_Prompt_. The string "instance" may appear in lines of the listing. Report each line where it does.

*** Opening Extracted entries ***

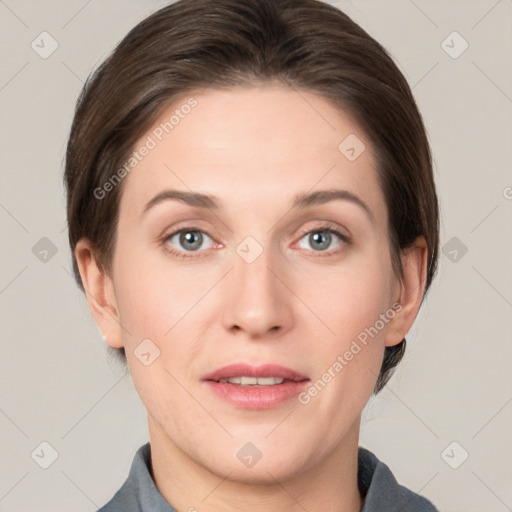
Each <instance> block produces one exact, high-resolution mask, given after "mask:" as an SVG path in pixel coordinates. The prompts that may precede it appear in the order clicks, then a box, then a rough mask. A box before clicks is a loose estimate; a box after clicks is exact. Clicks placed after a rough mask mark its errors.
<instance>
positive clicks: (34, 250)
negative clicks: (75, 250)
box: [32, 236, 58, 263]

*** Closing Extracted entries ***

_Finished exercise_.
Each <instance> block produces one exact, high-resolution mask, given after "mask:" as an SVG path in pixel coordinates. The prompts that may precede it appear in the order clicks, then a box, then a rough mask. A box before clicks is a loose estimate; a box after clicks is exact. Clicks placed after a rough mask mark its errors.
<instance>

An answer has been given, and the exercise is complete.